Goal of the exercise. Having read the records, set them all down exactly as they appear.

Material for this task.
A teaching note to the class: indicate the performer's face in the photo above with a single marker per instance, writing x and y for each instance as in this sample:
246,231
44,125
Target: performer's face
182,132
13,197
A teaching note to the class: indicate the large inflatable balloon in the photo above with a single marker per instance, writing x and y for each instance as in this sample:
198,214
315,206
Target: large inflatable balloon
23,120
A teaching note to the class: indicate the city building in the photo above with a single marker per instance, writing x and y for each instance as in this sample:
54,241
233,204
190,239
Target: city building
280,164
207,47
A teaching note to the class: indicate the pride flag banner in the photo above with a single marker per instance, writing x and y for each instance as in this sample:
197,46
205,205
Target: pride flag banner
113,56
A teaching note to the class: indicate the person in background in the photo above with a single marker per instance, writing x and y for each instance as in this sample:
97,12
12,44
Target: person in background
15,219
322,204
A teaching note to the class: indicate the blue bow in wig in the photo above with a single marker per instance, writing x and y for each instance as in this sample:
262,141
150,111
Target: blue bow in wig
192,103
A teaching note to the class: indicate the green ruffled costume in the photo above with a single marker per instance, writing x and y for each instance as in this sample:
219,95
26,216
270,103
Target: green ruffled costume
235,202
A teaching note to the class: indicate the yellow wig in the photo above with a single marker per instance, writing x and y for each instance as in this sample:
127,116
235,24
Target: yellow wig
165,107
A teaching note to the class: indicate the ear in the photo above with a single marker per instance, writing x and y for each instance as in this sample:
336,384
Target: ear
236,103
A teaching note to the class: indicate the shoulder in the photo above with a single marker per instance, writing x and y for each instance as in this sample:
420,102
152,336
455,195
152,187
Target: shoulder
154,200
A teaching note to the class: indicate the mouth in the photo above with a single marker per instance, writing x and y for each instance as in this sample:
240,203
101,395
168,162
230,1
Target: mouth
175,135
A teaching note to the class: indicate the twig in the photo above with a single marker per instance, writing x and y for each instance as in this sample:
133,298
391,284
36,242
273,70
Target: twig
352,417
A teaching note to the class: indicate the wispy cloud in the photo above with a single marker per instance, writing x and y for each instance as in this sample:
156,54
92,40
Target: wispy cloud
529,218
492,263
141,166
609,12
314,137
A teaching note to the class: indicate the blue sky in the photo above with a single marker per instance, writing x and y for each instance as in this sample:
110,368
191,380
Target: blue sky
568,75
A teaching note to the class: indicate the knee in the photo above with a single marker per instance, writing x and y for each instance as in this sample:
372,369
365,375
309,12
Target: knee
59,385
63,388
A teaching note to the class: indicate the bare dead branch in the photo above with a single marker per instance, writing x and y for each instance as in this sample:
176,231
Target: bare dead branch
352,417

Answer space.
A teaching note to the class: indicate the performer's face in the photo above with a single marker per instance, writing x and y for each instance as in this sample:
246,231
44,125
Target: performer's face
182,132
13,197
A teaching note to the class: indicate the large inflatable balloon in the photo above with a single marker per instance, writing x and y for each instance as in this sample:
198,214
315,206
Target: large inflatable balloon
23,120
A teaching note to the class: indicate the city building in the photo above with a single marker per instance, writing x and y for each instance as in this sample:
54,241
233,204
190,239
Target: city building
280,164
207,47
A teaching note to the class: indicate the pride flag banner in the photo above with a single marker per instance, writing x and y for each instance as in this sample:
197,46
205,205
Target: pride flag banner
113,56
A teaching note to the class: indicate the person in background in the photo above with a single marker per instance, writing x and y for each instance as in this sample:
97,12
12,44
Target: person in background
15,219
322,204
A teaching note to the class: indicate the blue bow in wig in the photo above with a single marker per instance, writing x and y for each instance as in this sample:
262,141
150,111
Target: blue bow in wig
192,103
A teaching note to the class: indicate the green ruffled costume in the photo above with a single marker per instance, writing x and y for each instance as in this sample:
219,95
26,216
270,103
Target: green ruffled costume
235,202
A teaching note to the class: indicate the yellow wig in the photo above with a single marker per instance, writing x and y for each instance as in this sample:
127,116
235,24
Target: yellow wig
165,107
A teaching note to the class: indicate the ear in the photo above with a single marker per instance, writing x and y for each instance as in this sample:
336,384
Target: ear
236,103
A teaching note to the class: indicate the shoulder in the photo above with a single marker per instance, writing x and y for each instance as in this sample:
420,102
152,336
455,195
152,187
Target: shoulder
154,200
A teaching note to the class: indicate the mouth in the photo above with a single marker per instance, writing x and y for each instance as in this sample:
240,203
101,395
168,162
230,1
Target: mouth
175,135
A teaching note to the class: indicate the twig in the photo above with a single marker per instance, writing x and y for each instance as in this sample:
133,298
391,284
36,242
273,70
Target: twig
352,417
A teaching note to the class: indicate the wispy cloud in the photo above with a single marker per instance, writing x and y for each instance as in this sample:
156,54
92,40
Target: wispy cloud
529,218
492,263
141,166
609,12
314,137
A teaching note to the class: indicate the blue sky in the photo above with a single marker per instance, writing x and y for each instance as in this sample:
110,368
191,380
Target: blue sky
568,75
A teaching note to the class: indicate the knee in the photo above with a single marker per instance, writing x and y for each instance as in this sample:
372,369
365,375
309,12
Target: knee
59,385
63,388
A teaching note to the class: indicate the bare dead branch in the photo above with a single marker per instance, writing x and y for each instance as in this sample:
176,231
Target: bare dead branch
352,417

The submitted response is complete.